• REQUIRED ACTION: Copy, word for word, the lines of the entries below between the one with "Target: white sectional sofa" and the one with "x=494, y=174", inclusive, and leave out everything else.

• INFORMATION GIVEN:
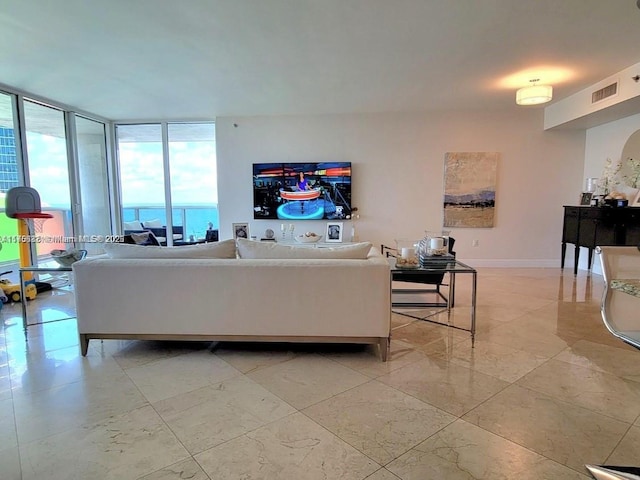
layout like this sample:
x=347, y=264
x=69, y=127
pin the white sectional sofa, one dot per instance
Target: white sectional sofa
x=340, y=296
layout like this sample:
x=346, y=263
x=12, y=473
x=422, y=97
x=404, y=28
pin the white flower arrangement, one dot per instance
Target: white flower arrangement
x=632, y=179
x=608, y=181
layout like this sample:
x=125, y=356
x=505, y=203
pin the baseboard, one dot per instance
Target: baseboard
x=511, y=263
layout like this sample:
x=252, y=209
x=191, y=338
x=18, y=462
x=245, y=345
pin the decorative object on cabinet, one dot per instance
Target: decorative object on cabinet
x=585, y=199
x=590, y=227
x=470, y=189
x=334, y=232
x=240, y=230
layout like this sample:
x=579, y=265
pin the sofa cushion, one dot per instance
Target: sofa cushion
x=224, y=249
x=256, y=250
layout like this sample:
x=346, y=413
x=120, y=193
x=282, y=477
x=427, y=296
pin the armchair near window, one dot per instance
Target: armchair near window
x=435, y=279
x=155, y=227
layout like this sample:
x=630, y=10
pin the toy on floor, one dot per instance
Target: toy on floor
x=11, y=291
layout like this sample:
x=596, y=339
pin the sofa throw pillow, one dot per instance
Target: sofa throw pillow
x=142, y=238
x=134, y=226
x=224, y=249
x=256, y=250
x=155, y=223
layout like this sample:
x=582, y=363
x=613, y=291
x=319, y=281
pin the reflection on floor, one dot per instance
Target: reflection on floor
x=545, y=391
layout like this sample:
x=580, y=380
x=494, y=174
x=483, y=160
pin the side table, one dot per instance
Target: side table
x=453, y=268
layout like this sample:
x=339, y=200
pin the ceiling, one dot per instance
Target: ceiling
x=198, y=59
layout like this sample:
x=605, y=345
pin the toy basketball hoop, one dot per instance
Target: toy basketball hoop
x=23, y=204
x=38, y=219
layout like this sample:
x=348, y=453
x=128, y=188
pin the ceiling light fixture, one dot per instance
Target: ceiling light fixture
x=534, y=94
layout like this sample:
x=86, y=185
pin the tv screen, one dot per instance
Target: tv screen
x=302, y=191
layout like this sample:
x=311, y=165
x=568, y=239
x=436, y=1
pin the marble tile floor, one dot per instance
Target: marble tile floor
x=545, y=390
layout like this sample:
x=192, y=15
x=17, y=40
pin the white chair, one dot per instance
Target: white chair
x=620, y=306
x=621, y=298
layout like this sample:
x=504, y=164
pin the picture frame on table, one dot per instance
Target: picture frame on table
x=333, y=233
x=240, y=230
x=585, y=198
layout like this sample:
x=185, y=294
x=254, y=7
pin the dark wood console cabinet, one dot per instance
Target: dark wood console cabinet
x=592, y=226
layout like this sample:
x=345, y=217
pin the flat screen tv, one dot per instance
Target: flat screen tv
x=302, y=191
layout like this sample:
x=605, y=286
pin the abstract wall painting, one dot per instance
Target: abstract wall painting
x=470, y=189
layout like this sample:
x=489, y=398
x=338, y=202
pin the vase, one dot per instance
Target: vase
x=434, y=244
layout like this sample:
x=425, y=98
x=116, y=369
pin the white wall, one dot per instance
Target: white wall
x=602, y=142
x=607, y=141
x=398, y=162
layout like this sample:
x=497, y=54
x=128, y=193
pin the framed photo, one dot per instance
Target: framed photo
x=585, y=199
x=240, y=230
x=334, y=232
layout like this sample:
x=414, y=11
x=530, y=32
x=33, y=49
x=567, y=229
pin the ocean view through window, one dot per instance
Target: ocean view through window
x=189, y=173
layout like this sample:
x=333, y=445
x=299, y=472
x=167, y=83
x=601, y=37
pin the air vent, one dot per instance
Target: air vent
x=605, y=92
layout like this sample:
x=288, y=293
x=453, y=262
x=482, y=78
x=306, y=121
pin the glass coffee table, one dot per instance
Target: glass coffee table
x=415, y=298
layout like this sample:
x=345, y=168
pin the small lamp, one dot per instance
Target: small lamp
x=534, y=94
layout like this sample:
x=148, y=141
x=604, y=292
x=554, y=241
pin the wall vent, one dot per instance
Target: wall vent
x=605, y=92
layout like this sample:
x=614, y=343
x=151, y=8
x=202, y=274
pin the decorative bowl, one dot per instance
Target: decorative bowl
x=305, y=239
x=66, y=258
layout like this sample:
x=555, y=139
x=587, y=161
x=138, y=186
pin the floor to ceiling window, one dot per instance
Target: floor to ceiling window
x=93, y=180
x=49, y=171
x=192, y=160
x=182, y=186
x=9, y=176
x=65, y=160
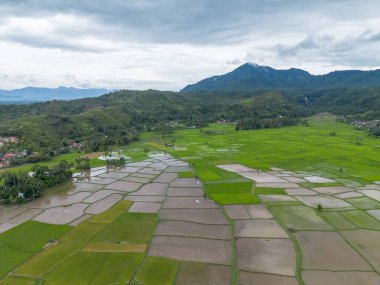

• ANSWER:
Target: white sectional sofa
x=340, y=296
layout like this sample:
x=346, y=263
x=12, y=473
x=422, y=97
x=404, y=28
pin the white flower arrangement, one dot per instance
Target: white flower arrangement
x=632, y=179
x=608, y=181
layout like this sample:
x=125, y=356
x=505, y=203
pin the baseboard, one dot per instance
Target: baseboard
x=511, y=263
layout like this sample:
x=252, y=209
x=191, y=338
x=18, y=462
x=245, y=345
pin the decorative object on cabinet, one dot per instance
Target: decorative object on cabinet
x=585, y=199
x=590, y=227
x=470, y=189
x=334, y=232
x=240, y=230
layout like this sample:
x=579, y=265
pin the sofa cushion, one dot per instance
Target: sofa cushion
x=224, y=249
x=256, y=250
layout like this sample:
x=346, y=413
x=120, y=193
x=282, y=477
x=427, y=296
pin the armchair near window, one dot per instance
Target: armchair near window
x=435, y=279
x=155, y=227
layout like this sample:
x=630, y=10
pin the toy on floor, one dot per instance
Target: toy on floor
x=11, y=291
layout like this sample:
x=596, y=339
pin the sofa throw pillow, one dot per instance
Target: sofa throw pillow
x=142, y=238
x=134, y=226
x=224, y=249
x=256, y=250
x=155, y=223
layout like this sample:
x=582, y=363
x=613, y=291
x=319, y=281
pin the reflection on floor, one dot per instance
Target: reflection on floor
x=545, y=391
layout like this sample:
x=580, y=380
x=494, y=174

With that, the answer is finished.